Natural-language object grounding data

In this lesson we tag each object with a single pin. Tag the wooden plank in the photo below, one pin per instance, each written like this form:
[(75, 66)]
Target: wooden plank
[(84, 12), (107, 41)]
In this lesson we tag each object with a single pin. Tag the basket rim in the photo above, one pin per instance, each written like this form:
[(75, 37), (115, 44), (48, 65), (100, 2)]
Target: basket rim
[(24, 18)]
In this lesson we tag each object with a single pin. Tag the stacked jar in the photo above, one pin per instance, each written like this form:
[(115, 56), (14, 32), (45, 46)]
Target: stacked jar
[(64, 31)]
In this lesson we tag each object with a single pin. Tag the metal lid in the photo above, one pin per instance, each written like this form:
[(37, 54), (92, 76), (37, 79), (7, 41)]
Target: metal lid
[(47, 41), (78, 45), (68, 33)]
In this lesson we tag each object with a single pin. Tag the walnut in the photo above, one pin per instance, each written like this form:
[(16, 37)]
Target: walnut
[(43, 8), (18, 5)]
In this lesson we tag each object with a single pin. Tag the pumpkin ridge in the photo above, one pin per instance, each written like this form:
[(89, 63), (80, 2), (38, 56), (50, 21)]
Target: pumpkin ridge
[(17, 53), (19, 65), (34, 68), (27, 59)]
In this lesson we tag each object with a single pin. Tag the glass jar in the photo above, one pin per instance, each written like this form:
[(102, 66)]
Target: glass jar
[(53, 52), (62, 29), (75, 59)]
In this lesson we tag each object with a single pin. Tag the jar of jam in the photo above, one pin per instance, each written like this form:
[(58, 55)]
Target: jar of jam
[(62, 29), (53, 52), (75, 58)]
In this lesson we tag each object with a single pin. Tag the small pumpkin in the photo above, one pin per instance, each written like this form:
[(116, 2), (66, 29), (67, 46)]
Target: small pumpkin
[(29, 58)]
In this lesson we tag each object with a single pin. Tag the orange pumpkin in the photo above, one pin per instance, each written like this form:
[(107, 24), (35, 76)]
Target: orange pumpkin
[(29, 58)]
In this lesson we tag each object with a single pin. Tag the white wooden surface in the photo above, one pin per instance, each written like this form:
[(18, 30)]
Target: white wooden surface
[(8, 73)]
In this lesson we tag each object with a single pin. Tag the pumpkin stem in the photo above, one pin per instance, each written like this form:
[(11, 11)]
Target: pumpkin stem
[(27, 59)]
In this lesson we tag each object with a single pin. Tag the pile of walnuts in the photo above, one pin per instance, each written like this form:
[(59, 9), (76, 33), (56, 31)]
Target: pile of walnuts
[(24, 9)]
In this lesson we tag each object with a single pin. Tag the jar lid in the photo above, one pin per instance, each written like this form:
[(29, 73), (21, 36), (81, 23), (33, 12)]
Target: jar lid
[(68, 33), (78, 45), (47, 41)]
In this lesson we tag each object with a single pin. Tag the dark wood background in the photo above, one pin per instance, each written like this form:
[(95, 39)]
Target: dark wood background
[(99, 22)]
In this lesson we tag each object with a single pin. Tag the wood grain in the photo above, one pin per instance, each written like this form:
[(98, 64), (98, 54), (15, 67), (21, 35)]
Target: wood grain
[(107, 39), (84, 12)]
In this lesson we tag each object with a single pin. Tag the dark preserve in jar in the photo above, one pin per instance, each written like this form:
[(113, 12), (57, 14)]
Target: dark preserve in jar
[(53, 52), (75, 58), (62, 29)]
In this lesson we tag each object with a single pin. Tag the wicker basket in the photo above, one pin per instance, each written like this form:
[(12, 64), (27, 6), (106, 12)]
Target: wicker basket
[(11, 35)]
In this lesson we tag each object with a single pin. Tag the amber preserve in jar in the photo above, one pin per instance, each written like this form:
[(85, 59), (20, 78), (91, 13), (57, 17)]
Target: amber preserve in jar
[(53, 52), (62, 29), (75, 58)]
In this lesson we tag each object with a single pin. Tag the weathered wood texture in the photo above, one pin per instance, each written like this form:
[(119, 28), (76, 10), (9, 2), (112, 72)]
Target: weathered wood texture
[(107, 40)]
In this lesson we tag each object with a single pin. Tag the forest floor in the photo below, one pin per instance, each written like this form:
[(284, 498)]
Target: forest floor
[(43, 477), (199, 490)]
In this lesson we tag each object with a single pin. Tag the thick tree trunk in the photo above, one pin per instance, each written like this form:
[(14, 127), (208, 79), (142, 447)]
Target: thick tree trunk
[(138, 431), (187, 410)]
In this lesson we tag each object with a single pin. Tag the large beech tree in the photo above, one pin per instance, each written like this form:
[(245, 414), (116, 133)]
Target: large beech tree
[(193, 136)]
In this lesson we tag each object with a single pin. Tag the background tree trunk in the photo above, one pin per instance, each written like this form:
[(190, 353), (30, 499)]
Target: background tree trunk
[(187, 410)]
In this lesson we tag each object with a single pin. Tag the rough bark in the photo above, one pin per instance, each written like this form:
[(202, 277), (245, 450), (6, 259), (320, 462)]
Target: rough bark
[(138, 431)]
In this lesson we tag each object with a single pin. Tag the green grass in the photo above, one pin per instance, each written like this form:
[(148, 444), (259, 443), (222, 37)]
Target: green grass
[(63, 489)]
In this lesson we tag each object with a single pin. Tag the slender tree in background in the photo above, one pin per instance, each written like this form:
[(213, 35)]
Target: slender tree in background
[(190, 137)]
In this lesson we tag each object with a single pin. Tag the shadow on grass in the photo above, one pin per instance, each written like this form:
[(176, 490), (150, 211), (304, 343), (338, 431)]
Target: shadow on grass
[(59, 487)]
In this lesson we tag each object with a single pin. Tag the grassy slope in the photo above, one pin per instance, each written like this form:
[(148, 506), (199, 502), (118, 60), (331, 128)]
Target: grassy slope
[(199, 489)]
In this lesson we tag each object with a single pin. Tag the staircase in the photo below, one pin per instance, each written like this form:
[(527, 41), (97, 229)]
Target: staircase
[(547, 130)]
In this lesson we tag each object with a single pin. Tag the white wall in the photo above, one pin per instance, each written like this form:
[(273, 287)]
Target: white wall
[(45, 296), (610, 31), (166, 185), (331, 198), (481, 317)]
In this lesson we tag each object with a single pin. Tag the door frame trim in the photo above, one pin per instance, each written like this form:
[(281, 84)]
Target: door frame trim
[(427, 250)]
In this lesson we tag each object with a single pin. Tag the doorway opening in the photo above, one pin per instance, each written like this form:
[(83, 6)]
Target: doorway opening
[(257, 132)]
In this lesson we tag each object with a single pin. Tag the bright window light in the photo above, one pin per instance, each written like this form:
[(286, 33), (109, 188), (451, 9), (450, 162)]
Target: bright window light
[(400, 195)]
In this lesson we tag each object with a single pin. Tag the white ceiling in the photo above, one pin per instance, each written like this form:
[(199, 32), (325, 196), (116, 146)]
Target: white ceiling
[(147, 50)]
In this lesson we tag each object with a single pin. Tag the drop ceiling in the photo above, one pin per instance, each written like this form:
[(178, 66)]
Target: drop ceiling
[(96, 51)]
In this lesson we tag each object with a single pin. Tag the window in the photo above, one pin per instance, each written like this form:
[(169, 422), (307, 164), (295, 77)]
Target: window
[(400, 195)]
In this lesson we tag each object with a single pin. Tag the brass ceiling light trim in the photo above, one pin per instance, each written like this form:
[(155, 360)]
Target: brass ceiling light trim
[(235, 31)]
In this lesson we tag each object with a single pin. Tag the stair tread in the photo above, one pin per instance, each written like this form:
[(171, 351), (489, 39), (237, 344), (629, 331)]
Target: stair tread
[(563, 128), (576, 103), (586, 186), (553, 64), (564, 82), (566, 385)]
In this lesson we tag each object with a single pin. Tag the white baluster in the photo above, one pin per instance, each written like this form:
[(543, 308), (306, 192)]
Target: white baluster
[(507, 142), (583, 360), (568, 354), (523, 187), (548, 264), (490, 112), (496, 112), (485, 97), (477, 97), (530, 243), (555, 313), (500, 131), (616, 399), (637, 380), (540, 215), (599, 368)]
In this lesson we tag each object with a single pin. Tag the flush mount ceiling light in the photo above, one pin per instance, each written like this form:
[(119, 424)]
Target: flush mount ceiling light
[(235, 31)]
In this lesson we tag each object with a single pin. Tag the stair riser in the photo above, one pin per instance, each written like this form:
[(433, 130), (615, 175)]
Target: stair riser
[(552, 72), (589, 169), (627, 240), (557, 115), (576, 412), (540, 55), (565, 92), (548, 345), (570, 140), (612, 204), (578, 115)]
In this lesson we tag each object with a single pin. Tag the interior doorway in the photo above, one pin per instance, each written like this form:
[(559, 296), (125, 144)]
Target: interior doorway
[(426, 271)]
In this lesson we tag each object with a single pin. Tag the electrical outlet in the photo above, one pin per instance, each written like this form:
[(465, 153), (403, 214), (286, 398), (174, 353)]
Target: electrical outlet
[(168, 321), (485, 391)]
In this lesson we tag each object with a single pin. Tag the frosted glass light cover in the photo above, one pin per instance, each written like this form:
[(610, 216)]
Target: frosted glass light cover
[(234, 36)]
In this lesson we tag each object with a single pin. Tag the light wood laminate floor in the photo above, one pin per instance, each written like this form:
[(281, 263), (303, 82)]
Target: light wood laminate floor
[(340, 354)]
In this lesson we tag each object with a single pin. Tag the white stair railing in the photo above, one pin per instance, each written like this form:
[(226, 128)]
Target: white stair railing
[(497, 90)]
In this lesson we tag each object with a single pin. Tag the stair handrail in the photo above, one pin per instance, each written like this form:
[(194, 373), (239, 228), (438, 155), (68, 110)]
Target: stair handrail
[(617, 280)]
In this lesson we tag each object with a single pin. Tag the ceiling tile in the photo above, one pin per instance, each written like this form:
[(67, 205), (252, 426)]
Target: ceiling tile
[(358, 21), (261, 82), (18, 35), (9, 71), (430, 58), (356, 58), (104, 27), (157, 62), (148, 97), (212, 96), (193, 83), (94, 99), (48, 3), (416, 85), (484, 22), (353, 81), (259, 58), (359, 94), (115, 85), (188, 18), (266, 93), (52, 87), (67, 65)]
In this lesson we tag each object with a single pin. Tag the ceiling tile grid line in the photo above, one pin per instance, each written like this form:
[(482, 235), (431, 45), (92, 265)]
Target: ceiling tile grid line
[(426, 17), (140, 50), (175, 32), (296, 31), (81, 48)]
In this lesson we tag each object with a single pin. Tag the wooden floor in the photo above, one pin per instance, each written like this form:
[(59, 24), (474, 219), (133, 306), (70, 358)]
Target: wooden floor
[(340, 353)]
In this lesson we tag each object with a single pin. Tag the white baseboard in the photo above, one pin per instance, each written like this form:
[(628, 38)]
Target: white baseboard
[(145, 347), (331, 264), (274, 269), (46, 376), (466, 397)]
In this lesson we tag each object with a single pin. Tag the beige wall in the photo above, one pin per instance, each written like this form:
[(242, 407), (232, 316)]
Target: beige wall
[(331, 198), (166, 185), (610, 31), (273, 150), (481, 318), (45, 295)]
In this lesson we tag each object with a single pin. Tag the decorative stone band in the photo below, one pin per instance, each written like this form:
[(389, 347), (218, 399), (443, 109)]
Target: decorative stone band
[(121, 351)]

• [Task requirements]:
I need each line of the entries that holds the string "below" located and copied.

• [Task result]:
In this lesson we tag each object with a single pin. Tag the wooden plank in the photo below, one pin per instance, each written like this form:
In this lesson we tag each object with a single pin. Tag the forest floor in the photo below, one pin per instance, each written like this form:
In this lesson we tag each object with a single pin. Tag the staircase in the photo below, one pin per instance, each written like this form:
In this lesson we tag each object with a single pin. Tag the decorative stone band in the photo below, one pin per instance, each written like this form:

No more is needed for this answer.